Gather every line in the items below that contains the word "blue", treating uppercase and lowercase as different.

[Excerpts from bounding box data]

+--

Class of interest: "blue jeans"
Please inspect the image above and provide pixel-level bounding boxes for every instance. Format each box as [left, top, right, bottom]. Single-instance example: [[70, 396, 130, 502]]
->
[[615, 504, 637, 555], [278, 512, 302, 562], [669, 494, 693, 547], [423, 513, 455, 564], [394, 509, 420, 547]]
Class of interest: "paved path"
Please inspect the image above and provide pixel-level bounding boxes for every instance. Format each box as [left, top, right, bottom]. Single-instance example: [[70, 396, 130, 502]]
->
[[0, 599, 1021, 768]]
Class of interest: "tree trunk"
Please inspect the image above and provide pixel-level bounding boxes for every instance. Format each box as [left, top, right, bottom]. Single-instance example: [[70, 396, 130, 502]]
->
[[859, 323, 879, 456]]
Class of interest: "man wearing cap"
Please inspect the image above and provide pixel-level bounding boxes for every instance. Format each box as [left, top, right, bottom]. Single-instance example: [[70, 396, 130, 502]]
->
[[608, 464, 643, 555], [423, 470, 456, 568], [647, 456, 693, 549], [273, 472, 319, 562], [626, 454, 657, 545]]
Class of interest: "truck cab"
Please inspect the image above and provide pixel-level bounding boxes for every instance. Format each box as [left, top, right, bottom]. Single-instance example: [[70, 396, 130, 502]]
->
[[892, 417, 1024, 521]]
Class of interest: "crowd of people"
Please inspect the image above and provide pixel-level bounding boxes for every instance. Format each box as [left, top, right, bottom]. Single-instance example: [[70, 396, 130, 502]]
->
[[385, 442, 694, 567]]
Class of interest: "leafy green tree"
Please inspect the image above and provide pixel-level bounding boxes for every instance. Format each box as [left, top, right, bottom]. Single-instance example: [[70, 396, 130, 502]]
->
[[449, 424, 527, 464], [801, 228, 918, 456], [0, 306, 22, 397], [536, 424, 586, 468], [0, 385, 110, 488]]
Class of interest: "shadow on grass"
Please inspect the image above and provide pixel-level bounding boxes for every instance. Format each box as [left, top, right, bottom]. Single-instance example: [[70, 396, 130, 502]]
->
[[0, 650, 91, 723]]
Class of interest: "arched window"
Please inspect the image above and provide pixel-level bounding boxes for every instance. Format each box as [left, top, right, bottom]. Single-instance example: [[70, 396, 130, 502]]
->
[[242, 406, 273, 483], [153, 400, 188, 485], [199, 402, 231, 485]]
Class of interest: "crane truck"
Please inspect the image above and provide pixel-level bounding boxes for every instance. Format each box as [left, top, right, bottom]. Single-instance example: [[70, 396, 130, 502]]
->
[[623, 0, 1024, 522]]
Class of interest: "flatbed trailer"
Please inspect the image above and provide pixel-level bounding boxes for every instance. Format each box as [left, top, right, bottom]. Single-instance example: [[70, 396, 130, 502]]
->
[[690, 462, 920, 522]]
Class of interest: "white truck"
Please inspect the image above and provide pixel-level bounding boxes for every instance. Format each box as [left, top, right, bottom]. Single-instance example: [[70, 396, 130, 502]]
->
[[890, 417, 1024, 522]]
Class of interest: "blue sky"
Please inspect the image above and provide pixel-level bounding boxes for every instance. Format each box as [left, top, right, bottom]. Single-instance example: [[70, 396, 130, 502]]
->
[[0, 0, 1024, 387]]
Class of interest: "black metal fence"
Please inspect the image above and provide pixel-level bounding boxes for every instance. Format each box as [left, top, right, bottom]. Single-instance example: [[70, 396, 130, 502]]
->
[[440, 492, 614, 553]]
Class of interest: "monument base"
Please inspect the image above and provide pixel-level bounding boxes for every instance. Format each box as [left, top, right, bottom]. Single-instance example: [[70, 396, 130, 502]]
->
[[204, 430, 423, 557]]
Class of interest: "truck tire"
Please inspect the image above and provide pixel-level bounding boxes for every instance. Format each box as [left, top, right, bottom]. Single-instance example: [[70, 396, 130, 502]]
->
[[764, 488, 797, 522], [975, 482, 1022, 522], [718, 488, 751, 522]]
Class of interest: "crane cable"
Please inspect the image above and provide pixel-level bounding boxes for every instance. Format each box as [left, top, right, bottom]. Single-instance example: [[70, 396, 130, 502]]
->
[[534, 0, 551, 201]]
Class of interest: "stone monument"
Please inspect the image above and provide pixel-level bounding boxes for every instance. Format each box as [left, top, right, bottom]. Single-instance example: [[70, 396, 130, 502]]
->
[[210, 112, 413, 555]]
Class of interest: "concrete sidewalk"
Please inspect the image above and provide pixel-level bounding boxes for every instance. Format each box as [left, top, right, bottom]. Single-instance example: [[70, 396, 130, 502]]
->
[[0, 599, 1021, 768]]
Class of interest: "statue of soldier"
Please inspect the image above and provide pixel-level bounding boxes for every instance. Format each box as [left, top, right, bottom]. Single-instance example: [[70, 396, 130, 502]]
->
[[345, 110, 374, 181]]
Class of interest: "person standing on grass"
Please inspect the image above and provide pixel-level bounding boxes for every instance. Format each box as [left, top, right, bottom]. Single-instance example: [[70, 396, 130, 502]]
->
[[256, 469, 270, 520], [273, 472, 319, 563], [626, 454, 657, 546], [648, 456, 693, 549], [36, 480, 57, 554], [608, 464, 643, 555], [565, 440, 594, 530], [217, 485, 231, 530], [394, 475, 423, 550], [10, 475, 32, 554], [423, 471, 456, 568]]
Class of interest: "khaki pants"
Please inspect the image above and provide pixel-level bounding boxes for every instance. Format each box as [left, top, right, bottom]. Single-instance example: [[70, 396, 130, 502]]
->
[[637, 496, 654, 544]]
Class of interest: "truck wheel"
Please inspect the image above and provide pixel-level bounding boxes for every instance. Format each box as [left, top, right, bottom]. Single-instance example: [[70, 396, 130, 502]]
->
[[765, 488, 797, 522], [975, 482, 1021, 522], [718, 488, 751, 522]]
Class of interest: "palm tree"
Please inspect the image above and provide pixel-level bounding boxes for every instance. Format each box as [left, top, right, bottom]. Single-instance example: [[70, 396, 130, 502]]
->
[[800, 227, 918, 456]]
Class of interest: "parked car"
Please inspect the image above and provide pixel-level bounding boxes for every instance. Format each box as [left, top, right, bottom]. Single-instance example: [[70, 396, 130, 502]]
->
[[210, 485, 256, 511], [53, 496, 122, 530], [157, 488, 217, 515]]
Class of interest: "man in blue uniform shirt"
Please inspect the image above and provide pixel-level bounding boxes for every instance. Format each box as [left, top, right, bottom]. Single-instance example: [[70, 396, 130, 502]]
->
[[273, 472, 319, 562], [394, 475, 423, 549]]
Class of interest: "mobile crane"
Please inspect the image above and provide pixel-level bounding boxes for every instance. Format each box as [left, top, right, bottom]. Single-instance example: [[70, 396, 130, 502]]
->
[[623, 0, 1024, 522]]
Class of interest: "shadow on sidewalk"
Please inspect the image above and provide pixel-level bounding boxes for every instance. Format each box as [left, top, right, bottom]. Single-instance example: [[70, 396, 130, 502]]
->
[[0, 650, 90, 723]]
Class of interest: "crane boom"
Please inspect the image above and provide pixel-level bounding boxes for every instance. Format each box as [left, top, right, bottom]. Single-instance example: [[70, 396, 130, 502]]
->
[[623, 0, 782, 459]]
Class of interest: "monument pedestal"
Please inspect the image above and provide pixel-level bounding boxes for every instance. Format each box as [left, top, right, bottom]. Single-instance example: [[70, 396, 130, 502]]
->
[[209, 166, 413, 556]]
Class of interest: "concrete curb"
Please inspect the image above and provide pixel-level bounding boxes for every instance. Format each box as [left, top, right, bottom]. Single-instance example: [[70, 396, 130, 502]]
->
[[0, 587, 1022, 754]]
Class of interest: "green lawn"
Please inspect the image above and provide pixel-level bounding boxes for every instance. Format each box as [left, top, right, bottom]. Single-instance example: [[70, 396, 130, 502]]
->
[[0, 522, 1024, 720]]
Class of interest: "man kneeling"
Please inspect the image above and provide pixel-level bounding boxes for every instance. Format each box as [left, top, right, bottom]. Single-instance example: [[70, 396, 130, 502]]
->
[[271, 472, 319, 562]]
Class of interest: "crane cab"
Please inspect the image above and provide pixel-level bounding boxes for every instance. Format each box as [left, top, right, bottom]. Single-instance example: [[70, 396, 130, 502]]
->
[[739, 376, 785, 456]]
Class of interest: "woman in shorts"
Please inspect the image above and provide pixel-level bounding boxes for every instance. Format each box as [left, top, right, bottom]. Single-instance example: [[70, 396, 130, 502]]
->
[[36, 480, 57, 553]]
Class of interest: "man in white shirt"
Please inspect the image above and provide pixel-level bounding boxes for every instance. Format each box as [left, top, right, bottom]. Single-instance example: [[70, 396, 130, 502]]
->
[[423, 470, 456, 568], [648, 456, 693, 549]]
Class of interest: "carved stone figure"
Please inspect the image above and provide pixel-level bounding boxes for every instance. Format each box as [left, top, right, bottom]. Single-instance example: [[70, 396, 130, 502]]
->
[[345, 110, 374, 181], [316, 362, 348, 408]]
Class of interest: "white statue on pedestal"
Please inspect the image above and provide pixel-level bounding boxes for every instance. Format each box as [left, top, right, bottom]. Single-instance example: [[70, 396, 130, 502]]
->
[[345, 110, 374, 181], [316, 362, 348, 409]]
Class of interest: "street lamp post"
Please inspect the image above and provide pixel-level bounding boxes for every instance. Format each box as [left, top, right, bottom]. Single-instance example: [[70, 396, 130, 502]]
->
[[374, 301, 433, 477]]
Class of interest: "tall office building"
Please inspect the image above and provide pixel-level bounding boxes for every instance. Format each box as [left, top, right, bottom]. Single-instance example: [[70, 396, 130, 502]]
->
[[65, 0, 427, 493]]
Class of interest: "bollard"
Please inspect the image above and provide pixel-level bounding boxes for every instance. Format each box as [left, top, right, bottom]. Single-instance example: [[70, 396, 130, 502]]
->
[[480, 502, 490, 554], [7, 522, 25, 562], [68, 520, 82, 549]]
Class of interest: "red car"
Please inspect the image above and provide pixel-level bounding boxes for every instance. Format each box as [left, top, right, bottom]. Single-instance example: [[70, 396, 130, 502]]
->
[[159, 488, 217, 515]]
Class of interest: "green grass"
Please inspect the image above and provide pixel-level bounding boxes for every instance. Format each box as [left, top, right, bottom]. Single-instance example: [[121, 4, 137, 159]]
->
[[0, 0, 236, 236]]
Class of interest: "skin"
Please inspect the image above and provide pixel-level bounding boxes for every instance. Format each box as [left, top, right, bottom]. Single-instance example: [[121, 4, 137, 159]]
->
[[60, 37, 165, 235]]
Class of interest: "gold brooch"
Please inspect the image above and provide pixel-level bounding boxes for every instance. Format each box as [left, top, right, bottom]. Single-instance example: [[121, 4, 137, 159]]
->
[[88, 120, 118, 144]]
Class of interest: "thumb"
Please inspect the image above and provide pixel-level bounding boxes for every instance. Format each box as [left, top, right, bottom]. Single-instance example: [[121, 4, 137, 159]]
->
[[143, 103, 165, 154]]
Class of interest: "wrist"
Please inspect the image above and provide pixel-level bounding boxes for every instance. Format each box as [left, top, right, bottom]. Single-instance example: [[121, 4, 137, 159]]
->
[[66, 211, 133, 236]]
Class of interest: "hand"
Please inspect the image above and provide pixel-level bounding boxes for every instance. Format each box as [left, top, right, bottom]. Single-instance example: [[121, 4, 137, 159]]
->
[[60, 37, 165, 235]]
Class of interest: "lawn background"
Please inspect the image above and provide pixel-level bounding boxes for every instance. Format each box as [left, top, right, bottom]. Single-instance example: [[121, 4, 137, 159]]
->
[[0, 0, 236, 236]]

+--

Worked answer
Class of interest: "blue jeans"
Class of interest: "blue sky"
Class of interest: "man in blue uniform shirt"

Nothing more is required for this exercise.